### Task requirements
Among the records that follow, set down only the lines from the one containing "Target: burlap fabric fold" to the one containing "formatted like [89,60].", both included, exactly.

----

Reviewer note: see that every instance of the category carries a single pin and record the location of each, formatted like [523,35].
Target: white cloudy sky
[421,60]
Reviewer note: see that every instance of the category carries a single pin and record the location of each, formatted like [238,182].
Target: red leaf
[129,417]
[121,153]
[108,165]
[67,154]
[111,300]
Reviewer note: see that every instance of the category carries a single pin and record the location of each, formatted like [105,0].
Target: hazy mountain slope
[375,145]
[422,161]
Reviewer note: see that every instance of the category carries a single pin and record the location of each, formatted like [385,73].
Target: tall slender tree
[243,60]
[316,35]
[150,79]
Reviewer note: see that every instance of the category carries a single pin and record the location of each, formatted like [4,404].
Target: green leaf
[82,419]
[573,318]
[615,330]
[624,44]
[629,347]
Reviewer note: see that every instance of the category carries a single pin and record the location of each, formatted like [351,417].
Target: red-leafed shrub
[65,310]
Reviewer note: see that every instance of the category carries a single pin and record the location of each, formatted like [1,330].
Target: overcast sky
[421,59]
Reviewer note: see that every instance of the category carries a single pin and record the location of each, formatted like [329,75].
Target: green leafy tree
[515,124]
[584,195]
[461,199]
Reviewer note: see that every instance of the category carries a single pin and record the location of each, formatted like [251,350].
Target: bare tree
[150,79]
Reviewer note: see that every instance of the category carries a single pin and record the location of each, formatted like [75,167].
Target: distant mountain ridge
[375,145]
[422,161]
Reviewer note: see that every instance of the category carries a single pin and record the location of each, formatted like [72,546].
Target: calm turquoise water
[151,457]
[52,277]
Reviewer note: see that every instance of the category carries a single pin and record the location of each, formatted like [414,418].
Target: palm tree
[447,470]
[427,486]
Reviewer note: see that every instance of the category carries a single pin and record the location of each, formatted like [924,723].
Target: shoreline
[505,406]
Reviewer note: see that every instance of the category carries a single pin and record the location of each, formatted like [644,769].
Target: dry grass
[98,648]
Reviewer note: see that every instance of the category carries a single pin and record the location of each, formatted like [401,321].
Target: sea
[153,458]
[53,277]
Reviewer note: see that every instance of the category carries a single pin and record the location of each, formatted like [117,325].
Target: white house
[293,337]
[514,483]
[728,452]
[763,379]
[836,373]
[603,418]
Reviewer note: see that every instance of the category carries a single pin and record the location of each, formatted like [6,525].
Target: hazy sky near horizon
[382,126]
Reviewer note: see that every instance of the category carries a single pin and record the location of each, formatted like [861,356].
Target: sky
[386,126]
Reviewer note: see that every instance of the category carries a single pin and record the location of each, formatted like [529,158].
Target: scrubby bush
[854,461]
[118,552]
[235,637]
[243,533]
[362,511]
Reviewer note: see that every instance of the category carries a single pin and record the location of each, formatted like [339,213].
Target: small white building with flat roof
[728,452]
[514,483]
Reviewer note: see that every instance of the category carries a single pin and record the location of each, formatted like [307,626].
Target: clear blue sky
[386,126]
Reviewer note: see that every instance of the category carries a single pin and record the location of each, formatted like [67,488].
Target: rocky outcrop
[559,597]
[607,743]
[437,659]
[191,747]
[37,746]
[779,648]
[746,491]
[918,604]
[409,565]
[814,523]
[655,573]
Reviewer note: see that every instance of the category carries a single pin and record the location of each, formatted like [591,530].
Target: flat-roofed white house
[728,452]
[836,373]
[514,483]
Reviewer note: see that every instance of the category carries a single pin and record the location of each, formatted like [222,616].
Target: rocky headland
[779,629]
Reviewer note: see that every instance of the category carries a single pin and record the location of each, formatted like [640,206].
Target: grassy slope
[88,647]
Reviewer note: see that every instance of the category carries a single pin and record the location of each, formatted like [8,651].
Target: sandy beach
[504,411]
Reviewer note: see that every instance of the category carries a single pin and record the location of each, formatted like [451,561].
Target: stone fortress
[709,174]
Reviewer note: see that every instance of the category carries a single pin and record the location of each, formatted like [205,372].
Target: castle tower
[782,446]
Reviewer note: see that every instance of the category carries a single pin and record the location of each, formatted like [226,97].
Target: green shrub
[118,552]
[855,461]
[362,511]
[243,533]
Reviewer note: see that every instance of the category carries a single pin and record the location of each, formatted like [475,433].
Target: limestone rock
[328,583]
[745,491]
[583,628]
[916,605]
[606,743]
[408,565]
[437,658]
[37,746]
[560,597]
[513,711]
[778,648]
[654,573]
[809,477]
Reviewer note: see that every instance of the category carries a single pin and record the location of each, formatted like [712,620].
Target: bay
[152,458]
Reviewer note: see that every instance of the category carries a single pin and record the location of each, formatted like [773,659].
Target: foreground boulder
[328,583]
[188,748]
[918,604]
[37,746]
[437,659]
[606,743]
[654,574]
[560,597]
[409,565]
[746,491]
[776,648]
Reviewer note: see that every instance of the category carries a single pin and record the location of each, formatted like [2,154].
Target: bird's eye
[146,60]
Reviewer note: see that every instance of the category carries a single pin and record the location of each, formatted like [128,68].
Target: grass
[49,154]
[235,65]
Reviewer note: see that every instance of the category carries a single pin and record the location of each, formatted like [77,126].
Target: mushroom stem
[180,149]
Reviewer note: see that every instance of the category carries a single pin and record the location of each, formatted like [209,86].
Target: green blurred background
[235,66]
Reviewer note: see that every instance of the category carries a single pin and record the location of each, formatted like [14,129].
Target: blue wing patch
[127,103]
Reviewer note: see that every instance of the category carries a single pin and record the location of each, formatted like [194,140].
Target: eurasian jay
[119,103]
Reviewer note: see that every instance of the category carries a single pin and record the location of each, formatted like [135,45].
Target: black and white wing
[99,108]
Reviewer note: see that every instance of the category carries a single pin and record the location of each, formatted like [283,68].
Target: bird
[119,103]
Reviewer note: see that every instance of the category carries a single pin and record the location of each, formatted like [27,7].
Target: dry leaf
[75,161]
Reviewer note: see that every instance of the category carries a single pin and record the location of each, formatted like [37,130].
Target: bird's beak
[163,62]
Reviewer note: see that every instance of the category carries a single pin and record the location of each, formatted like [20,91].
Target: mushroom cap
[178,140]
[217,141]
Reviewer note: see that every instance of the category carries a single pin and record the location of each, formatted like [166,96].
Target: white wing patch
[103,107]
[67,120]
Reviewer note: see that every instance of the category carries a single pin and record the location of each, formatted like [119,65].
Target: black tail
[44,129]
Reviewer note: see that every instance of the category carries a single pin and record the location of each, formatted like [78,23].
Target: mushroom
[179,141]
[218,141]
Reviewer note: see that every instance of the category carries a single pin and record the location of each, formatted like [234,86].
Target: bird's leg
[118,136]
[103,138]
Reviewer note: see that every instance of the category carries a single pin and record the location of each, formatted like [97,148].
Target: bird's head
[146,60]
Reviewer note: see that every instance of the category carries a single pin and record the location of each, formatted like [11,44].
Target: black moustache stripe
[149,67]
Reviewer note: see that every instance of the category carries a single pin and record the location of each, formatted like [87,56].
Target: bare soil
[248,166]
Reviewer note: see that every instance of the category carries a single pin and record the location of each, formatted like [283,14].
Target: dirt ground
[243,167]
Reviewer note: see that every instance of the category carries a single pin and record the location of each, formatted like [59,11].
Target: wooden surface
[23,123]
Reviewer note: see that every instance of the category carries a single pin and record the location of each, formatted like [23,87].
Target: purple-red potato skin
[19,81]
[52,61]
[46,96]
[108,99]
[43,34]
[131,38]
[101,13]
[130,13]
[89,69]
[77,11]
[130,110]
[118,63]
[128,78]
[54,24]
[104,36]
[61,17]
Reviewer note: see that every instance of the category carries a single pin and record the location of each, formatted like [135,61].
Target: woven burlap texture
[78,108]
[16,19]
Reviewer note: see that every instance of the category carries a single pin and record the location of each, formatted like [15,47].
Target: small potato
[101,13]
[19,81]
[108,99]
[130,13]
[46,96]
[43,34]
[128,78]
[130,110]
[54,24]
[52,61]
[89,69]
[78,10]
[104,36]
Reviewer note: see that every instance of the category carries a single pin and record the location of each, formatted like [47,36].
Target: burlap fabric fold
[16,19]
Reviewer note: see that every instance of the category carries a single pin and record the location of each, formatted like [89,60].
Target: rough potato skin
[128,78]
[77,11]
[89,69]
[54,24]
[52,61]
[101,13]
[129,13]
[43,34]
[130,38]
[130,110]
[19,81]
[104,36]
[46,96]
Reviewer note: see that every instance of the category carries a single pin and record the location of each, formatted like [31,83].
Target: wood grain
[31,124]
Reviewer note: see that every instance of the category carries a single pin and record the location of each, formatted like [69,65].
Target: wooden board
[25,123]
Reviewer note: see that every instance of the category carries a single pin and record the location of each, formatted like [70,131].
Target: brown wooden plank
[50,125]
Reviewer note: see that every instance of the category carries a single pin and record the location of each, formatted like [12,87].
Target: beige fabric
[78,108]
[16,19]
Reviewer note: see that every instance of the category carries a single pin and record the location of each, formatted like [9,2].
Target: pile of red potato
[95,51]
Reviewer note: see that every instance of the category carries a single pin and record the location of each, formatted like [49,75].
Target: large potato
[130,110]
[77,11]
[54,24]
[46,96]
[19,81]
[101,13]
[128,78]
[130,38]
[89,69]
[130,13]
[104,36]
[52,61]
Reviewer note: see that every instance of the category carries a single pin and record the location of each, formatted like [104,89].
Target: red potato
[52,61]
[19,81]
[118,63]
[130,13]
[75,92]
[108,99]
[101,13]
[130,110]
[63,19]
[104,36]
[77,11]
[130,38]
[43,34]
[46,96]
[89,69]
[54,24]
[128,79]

----

### Exercise answer
Target: burlap fabric fold
[16,19]
Reviewer note: see that every instance of the category carries a single pin and record the location of each, formatted like [89,60].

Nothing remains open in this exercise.